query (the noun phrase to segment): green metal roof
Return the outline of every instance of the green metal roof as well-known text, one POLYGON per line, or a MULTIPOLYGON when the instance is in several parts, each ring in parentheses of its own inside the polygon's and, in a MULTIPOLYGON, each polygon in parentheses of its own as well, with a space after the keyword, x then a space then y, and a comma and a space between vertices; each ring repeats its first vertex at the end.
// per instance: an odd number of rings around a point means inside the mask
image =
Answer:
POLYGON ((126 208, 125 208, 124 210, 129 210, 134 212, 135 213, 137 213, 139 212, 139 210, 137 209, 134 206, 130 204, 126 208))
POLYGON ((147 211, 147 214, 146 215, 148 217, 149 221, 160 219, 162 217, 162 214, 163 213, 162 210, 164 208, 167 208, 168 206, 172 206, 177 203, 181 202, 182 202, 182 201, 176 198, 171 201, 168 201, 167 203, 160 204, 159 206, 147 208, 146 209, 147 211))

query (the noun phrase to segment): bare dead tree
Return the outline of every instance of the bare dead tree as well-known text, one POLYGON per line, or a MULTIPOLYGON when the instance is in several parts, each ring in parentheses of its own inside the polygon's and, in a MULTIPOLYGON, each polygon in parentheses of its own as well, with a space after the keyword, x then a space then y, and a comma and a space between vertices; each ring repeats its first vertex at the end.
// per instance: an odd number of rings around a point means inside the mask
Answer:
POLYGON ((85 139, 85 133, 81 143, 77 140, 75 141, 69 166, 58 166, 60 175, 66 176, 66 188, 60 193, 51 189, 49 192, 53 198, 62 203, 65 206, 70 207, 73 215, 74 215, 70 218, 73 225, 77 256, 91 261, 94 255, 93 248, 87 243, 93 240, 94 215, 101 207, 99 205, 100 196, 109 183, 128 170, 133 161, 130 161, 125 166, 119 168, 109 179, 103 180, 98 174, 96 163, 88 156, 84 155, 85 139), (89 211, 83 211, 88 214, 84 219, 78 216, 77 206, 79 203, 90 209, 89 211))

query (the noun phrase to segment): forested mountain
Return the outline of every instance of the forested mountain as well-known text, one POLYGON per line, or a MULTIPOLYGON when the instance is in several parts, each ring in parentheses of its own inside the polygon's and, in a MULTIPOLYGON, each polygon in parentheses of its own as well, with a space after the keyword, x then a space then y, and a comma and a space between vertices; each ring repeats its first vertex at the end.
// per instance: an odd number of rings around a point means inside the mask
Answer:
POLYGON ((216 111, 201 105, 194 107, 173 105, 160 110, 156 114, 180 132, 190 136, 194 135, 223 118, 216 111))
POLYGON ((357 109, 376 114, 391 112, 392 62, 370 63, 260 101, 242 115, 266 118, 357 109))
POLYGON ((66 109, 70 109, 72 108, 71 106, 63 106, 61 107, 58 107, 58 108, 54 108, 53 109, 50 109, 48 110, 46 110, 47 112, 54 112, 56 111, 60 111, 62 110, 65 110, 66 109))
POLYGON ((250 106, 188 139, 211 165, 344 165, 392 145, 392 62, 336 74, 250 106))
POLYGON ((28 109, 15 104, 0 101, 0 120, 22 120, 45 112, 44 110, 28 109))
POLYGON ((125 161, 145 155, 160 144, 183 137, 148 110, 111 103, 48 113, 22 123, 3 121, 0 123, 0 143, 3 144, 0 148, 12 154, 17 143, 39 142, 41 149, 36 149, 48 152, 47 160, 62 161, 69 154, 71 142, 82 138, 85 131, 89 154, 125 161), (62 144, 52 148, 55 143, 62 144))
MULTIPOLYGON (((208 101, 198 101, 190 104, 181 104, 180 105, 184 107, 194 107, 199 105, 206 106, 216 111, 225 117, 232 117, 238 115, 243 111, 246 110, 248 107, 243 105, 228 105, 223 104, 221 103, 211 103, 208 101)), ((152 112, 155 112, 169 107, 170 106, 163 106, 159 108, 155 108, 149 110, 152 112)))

::::

# Required work
Pull out every line of the entries above that contains the word "tree", and copy each one in full.

# Answer to the task
query (the noun phrase to segment): bare dead tree
Return the outline of every instance of the bare dead tree as well-known text, one POLYGON per line, or a MULTIPOLYGON when the instance is in several parts, each ring in parentheses of its own inside the polygon's and, in a MULTIPOLYGON, each polygon in parentheses of its own as well, with a space after the keyword, x then a space then y, and a comma and a space between vertices; each ring repeats its first vertex at the end.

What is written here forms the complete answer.